Anforderung
Halten Sie aus dem Text über die Angriffe in der Elfenbeinküste den Abschnitt von „BERLIN taz ■“ bis „Oktober ebnen soll.“ wortgetreu fest.

Vorliegender Text
━━━━━━━━

Unbekannte Bewaffnete attackieren von der Regierung kontrollierte Landesteile. Oppositionskundgebungen verboten

BERLIN taz ■ In der Elfenbeinküste wächst erneut die Sorge vor einem neuen Krieg. Eine Serie mysteriöser Angriffe unbekannter bewaffneter Gruppe auf Städte im von der Regierung kontrollierten Südteil des Landes versetzte das zwischen Regierung und Rebellen geteilte Land am Wochenende in Alarmstimmung. Die Regierung von Präsident Laurent Gbagbo machte die Rebellen verantwortlich, die den Nordteil der Elfenbeinküste beherrschen; die Rebellen dementierten. Die Spannungen erfolgen kurz vor dem geplanten Beginn eines Demobilisierungsprozesses, der den Weg zu freien Wahlen im Oktober ebnen soll.

Nicht identifizierte Bewaffnete griffen in der Nacht zum Sonntag die Polizei- und Gendarmeriekasernen in Anyama an, einem nördlichen Viertel der Regierungsmetropole Abidjan, und lieferten sich Schusswechsel mit den Sicherheitskräften. Sie zogen sich am frühen Sonntagmorgen zurück, fuhren Richtung Norden und übernahmen die Kontrolle der Kleinstadt Agboville 70 Kilometer nördlich von Abidjan. Erst abends eroberte die Armee die Stadt zurück. Zwischenzeitlich entließen die Angreifer über 1.500 Häftlinge aus dem Gefängnis von Agboville.

━━━━━━━━

Bereitgestellte Daten
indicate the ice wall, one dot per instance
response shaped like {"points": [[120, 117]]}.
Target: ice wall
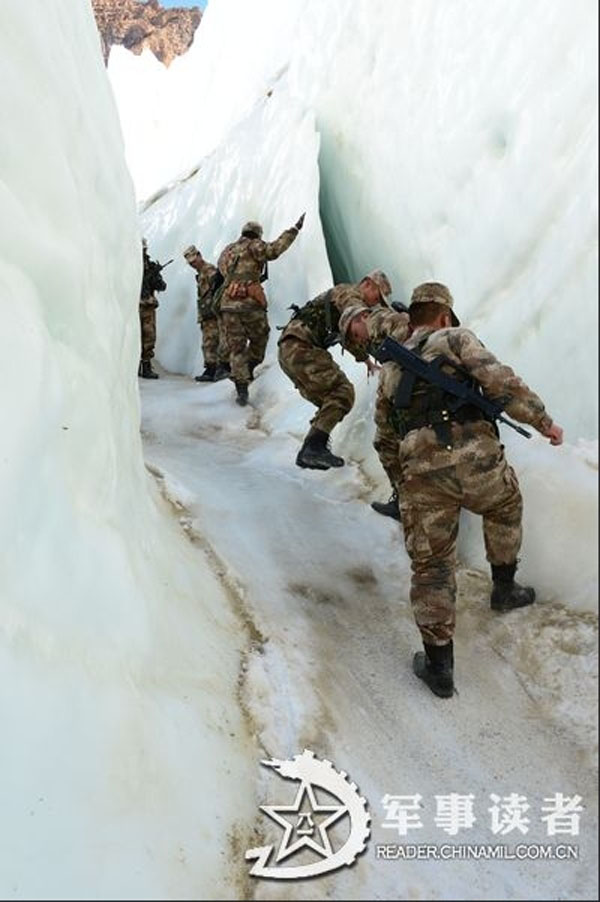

━━━━━━━━

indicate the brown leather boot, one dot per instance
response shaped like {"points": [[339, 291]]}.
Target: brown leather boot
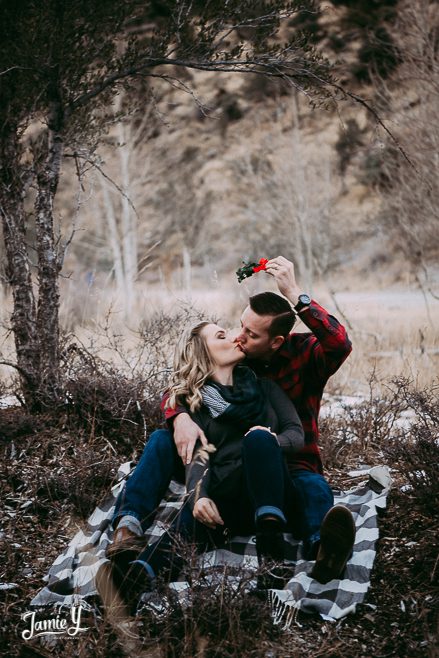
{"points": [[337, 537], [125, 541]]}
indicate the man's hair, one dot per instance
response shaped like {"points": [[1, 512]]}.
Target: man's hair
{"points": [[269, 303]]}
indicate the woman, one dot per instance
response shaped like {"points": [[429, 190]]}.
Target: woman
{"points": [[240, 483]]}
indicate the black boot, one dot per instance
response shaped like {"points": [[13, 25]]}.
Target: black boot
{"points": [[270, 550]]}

━━━━━━━━

Lösung
BERLIN taz ■ In der Elfenbeinküste wächst erneut die Sorge vor einem neuen Krieg. Eine Serie mysteriöser Angriffe unbekannter bewaffneter Gruppe auf Städte im von der Regierung kontrollierten Südteil des Landes versetzte das zwischen Regierung und Rebellen geteilte Land am Wochenende in Alarmstimmung. Die Regierung von Präsident Laurent Gbagbo machte die Rebellen verantwortlich, die den Nordteil der Elfenbeinküste beherrschen; die Rebellen dementierten. Die Spannungen erfolgen kurz vor dem geplanten Beginn eines Demobilisierungsprozesses, der den Weg zu freien Wahlen im Oktober ebnen soll.